Please render the records as a JSON list of strings, one string per line, with blank lines left out. Begin at the line that contains "outline blue batik patterned shirt" and stop after the line that contains "98L273 93L268 83L256".
* BEGIN EXERCISE MATERIALS *
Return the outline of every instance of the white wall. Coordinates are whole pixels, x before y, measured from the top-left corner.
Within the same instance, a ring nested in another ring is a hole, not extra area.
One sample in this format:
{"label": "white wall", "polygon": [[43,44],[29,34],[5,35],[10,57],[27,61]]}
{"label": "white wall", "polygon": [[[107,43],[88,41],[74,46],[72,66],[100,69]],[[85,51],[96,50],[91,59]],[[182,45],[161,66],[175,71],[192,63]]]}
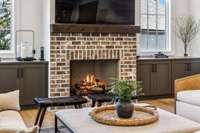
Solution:
{"label": "white wall", "polygon": [[171,0],[171,43],[172,55],[183,56],[184,49],[182,42],[176,37],[175,19],[179,16],[188,15],[189,0]]}
{"label": "white wall", "polygon": [[[50,4],[48,0],[15,1],[15,29],[30,29],[35,32],[36,58],[40,57],[41,46],[45,46],[46,51],[48,49],[47,46],[49,46],[49,16]],[[47,34],[47,32],[49,33]]]}
{"label": "white wall", "polygon": [[[197,20],[200,20],[200,0],[171,0],[172,1],[172,22],[178,16],[192,15]],[[183,43],[176,37],[175,23],[172,23],[172,44],[174,46],[174,54],[176,56],[183,56]],[[200,57],[200,33],[191,42],[189,48],[189,56]]]}
{"label": "white wall", "polygon": [[[189,0],[189,14],[200,20],[200,0]],[[190,55],[200,57],[200,32],[191,43]]]}

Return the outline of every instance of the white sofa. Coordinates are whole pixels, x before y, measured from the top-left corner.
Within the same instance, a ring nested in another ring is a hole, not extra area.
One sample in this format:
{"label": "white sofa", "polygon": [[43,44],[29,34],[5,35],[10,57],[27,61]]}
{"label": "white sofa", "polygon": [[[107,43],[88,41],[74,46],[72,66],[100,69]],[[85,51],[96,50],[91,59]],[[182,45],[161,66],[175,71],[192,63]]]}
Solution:
{"label": "white sofa", "polygon": [[0,133],[38,133],[38,127],[26,127],[19,111],[18,90],[0,94]]}
{"label": "white sofa", "polygon": [[37,133],[37,128],[27,128],[18,111],[0,112],[0,133]]}
{"label": "white sofa", "polygon": [[200,123],[200,74],[175,81],[176,114]]}

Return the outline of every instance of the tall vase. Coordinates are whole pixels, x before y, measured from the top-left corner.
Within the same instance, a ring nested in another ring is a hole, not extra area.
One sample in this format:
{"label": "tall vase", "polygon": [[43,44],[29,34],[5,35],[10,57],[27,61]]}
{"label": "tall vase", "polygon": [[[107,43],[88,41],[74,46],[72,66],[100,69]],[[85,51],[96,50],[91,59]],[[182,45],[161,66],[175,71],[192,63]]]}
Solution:
{"label": "tall vase", "polygon": [[184,44],[184,51],[185,51],[185,53],[184,53],[184,56],[186,57],[186,56],[188,56],[188,53],[187,53],[187,43],[185,43]]}

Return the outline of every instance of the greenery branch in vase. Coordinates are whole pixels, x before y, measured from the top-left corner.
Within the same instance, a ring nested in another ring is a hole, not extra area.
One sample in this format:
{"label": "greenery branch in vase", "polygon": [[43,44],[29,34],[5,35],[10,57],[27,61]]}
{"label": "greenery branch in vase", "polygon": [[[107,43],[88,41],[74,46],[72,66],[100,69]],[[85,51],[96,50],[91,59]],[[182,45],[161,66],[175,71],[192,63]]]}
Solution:
{"label": "greenery branch in vase", "polygon": [[142,92],[142,82],[115,80],[111,85],[111,93],[118,97],[116,104],[119,118],[131,118],[134,110],[132,99]]}
{"label": "greenery branch in vase", "polygon": [[188,56],[187,49],[191,41],[200,30],[200,21],[194,17],[179,17],[176,19],[176,35],[184,43],[184,56]]}

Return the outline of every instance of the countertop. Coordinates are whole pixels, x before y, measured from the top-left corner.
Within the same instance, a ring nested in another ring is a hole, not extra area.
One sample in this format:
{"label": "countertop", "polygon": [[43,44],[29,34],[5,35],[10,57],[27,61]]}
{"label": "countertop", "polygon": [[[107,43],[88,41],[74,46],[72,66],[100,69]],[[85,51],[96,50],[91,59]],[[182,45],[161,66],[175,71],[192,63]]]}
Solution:
{"label": "countertop", "polygon": [[153,56],[140,56],[137,60],[187,60],[187,59],[200,59],[200,57],[192,57],[192,56],[169,56],[168,58],[155,58]]}
{"label": "countertop", "polygon": [[41,64],[48,63],[48,61],[34,60],[34,61],[17,61],[16,59],[1,59],[0,64]]}

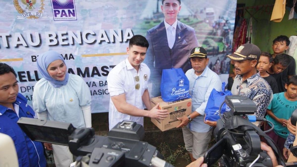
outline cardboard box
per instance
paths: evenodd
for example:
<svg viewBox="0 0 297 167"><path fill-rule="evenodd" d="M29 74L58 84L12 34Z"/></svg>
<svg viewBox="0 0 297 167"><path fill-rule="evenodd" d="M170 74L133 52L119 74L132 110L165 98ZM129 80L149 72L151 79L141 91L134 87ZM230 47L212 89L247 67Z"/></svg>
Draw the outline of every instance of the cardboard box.
<svg viewBox="0 0 297 167"><path fill-rule="evenodd" d="M191 114L192 100L188 98L173 102L165 102L161 96L151 99L151 105L154 106L159 103L159 109L167 109L169 114L164 120L151 118L151 122L162 131L165 131L177 126L181 122L177 118Z"/></svg>

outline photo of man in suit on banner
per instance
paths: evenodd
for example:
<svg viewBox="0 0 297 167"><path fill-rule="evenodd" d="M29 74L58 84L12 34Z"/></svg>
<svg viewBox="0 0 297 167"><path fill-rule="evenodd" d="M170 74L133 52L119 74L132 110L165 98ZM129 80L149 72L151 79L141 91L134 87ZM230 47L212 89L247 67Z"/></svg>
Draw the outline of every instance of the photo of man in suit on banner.
<svg viewBox="0 0 297 167"><path fill-rule="evenodd" d="M177 20L181 8L180 0L162 0L161 10L164 21L149 30L146 38L150 47L145 63L155 77L152 95L160 95L160 81L163 69L181 68L185 72L191 68L187 55L198 46L192 27Z"/></svg>

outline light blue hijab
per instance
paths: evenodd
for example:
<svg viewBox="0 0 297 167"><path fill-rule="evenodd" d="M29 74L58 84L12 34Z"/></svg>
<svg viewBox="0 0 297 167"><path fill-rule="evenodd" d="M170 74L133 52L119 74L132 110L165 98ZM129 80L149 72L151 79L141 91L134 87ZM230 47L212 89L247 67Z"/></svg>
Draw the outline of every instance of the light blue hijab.
<svg viewBox="0 0 297 167"><path fill-rule="evenodd" d="M57 60L61 60L65 64L64 58L61 54L54 51L48 51L43 53L37 58L37 67L44 79L50 82L55 88L59 88L65 85L68 82L69 74L66 71L65 78L61 81L56 80L50 76L48 72L48 67L51 62ZM65 64L65 65L66 65Z"/></svg>

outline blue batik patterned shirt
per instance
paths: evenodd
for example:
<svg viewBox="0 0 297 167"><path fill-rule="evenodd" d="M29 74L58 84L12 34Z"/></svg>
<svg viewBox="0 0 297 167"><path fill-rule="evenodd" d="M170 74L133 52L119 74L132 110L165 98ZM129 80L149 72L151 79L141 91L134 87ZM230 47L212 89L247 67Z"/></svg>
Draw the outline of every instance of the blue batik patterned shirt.
<svg viewBox="0 0 297 167"><path fill-rule="evenodd" d="M288 137L287 138L287 139L286 140L286 142L285 142L284 146L287 149L290 149L290 145L291 144L293 144L294 140L295 140L295 135L293 133L290 133Z"/></svg>
<svg viewBox="0 0 297 167"><path fill-rule="evenodd" d="M273 98L273 93L268 83L256 73L242 80L242 76L237 75L234 78L234 82L231 89L233 95L243 95L248 97L256 104L257 106L256 115L264 117L268 106ZM255 124L258 125L260 123Z"/></svg>

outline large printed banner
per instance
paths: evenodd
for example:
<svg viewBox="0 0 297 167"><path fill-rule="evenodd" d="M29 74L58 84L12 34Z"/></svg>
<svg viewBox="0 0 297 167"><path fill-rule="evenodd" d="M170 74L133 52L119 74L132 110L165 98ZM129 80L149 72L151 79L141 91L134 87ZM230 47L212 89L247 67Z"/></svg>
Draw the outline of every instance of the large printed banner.
<svg viewBox="0 0 297 167"><path fill-rule="evenodd" d="M224 74L229 72L229 61L224 57L231 50L236 1L181 1L175 43L171 54L161 55L171 57L171 66L185 71L184 63L176 59L187 59L191 47L202 46L208 51L209 68L228 75ZM2 0L0 62L14 69L20 92L31 104L34 86L42 78L37 58L45 51L56 51L64 57L68 72L81 76L89 87L92 112L108 112L107 77L127 57L129 39L139 34L146 36L149 49L153 48L148 50L145 61L156 72L152 73L149 89L152 96L157 96L154 85L159 82L159 63L168 59L157 55L169 49L164 45L168 44L166 34L154 35L156 28L164 25L164 15L168 14L162 5L162 0ZM190 37L178 29L181 25L192 29ZM180 58L174 58L180 50L185 55L178 54Z"/></svg>

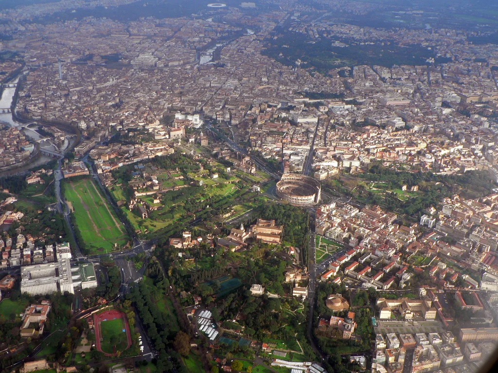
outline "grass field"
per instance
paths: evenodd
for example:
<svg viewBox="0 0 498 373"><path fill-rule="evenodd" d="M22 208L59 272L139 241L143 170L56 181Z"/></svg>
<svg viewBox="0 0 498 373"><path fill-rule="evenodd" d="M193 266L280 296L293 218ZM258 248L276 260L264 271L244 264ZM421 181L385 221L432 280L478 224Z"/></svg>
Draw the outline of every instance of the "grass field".
<svg viewBox="0 0 498 373"><path fill-rule="evenodd" d="M9 299L5 299L0 302L0 315L7 320L13 320L18 317L19 314L24 312L27 306L25 302L18 300L14 302Z"/></svg>
<svg viewBox="0 0 498 373"><path fill-rule="evenodd" d="M252 367L252 373L271 373L272 372L269 368L263 365L256 365Z"/></svg>
<svg viewBox="0 0 498 373"><path fill-rule="evenodd" d="M337 242L320 236L316 236L316 263L320 264L330 255L342 246Z"/></svg>
<svg viewBox="0 0 498 373"><path fill-rule="evenodd" d="M201 359L197 355L190 354L186 358L182 358L187 370L190 373L204 373Z"/></svg>
<svg viewBox="0 0 498 373"><path fill-rule="evenodd" d="M171 320L172 322L169 324L171 330L175 333L179 331L180 325L178 324L178 319L176 316L175 308L171 300L165 295L157 301L157 308L166 318Z"/></svg>
<svg viewBox="0 0 498 373"><path fill-rule="evenodd" d="M57 351L59 342L64 336L64 332L62 331L55 332L52 334L43 341L43 348L36 354L36 356L45 356L55 353Z"/></svg>
<svg viewBox="0 0 498 373"><path fill-rule="evenodd" d="M128 340L126 332L124 332L124 322L123 319L108 320L100 324L100 331L104 340L101 343L102 351L108 354L114 353L114 345L111 343L111 338L115 337L118 342L116 344L116 351L124 351L128 347Z"/></svg>
<svg viewBox="0 0 498 373"><path fill-rule="evenodd" d="M109 253L125 245L129 237L105 198L91 179L68 183L65 197L74 209L75 225L87 251ZM117 244L118 247L115 247Z"/></svg>

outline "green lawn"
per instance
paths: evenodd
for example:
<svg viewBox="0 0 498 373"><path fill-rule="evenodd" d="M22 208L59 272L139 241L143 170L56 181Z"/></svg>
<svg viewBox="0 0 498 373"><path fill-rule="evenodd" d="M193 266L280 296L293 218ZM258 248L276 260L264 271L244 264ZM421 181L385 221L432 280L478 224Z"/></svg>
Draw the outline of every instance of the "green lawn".
<svg viewBox="0 0 498 373"><path fill-rule="evenodd" d="M126 333L123 331L124 328L124 321L123 319L108 320L102 321L100 324L101 334L104 340L101 342L102 351L108 354L114 353L114 346L111 343L111 338L115 336L117 342L116 344L116 351L124 351L128 347L128 340Z"/></svg>
<svg viewBox="0 0 498 373"><path fill-rule="evenodd" d="M157 371L156 366L150 362L145 367L140 366L140 373L155 373Z"/></svg>
<svg viewBox="0 0 498 373"><path fill-rule="evenodd" d="M182 358L182 360L190 373L204 373L202 362L197 355L191 353L186 358Z"/></svg>
<svg viewBox="0 0 498 373"><path fill-rule="evenodd" d="M91 179L68 183L65 196L73 205L74 223L88 252L109 253L128 242L124 227Z"/></svg>
<svg viewBox="0 0 498 373"><path fill-rule="evenodd" d="M272 372L269 368L263 365L256 365L252 367L252 373L272 373Z"/></svg>
<svg viewBox="0 0 498 373"><path fill-rule="evenodd" d="M62 331L55 332L50 337L47 338L44 341L43 348L36 354L37 356L46 356L54 354L57 351L57 346L60 340L64 337L64 332Z"/></svg>
<svg viewBox="0 0 498 373"><path fill-rule="evenodd" d="M24 312L27 303L17 300L13 301L9 299L5 299L0 302L0 315L7 320L12 320L19 315Z"/></svg>
<svg viewBox="0 0 498 373"><path fill-rule="evenodd" d="M180 325L178 324L178 319L175 312L175 308L173 303L169 297L165 295L157 301L157 308L159 311L167 318L171 321L169 324L170 328L175 333L180 330Z"/></svg>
* END EXERCISE MATERIALS *
■ WRITTEN ANSWER
[
  "outline blue batik patterned shirt",
  "per instance",
  "paths: evenodd",
  "for example:",
  "<svg viewBox=\"0 0 297 167\"><path fill-rule=\"evenodd\" d=\"M29 74L58 84L12 34Z\"/></svg>",
  "<svg viewBox=\"0 0 297 167\"><path fill-rule=\"evenodd\" d=\"M170 74L133 52L119 74L132 110L165 98ZM129 80L149 72L151 79L141 91L134 87ZM230 47L212 89L247 67Z\"/></svg>",
  "Draw the outline of every instance of the blue batik patterned shirt.",
  "<svg viewBox=\"0 0 297 167\"><path fill-rule=\"evenodd\" d=\"M288 137L287 138L287 139L286 140L286 142L285 142L284 146L287 149L290 149L290 145L291 144L293 144L294 140L295 140L295 135L293 133L290 133Z\"/></svg>",
  "<svg viewBox=\"0 0 297 167\"><path fill-rule=\"evenodd\" d=\"M273 98L273 93L268 83L256 73L242 80L242 76L237 75L234 78L234 82L231 89L233 95L243 95L248 97L256 104L257 106L256 115L264 117L268 106ZM255 124L258 125L260 123Z\"/></svg>"
]